EXERCISE TASK:
Pick out each line of the records that contains the word "every", and copy those lines.

============

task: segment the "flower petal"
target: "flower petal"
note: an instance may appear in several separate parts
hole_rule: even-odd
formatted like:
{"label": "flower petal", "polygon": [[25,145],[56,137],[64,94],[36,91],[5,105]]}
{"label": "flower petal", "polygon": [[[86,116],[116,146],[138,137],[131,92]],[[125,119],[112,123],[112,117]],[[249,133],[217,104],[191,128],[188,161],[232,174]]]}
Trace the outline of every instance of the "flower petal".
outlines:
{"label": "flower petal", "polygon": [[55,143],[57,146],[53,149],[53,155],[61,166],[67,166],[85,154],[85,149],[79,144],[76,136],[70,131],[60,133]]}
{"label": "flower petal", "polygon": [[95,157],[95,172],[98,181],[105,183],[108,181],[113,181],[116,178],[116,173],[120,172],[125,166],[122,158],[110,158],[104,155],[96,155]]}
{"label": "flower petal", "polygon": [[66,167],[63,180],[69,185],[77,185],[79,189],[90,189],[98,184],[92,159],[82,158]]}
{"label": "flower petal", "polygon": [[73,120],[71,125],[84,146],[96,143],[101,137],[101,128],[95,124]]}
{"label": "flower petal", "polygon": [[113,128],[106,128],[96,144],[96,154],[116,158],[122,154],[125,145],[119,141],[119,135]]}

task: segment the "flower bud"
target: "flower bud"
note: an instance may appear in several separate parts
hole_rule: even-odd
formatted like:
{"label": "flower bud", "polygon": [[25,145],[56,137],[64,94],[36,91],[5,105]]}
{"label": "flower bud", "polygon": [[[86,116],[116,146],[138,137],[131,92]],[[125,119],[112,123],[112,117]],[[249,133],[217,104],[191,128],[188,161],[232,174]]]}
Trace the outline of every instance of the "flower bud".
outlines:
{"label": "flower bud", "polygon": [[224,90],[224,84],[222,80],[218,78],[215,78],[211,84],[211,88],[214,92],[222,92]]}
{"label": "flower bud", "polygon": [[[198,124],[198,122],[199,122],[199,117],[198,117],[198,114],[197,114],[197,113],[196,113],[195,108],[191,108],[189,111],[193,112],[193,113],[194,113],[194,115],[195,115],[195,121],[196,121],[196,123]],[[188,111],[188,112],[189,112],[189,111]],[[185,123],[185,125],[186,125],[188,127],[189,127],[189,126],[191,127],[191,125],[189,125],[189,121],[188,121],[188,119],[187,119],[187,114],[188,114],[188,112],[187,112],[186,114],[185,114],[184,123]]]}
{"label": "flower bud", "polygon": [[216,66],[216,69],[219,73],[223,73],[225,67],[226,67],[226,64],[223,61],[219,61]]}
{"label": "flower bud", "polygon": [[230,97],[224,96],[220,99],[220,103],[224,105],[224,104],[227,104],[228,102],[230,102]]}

============

REPLY TO THE EXERCISE:
Trace the outline of every instance of the "flower petal".
Trace the outline of every instance of the "flower bud".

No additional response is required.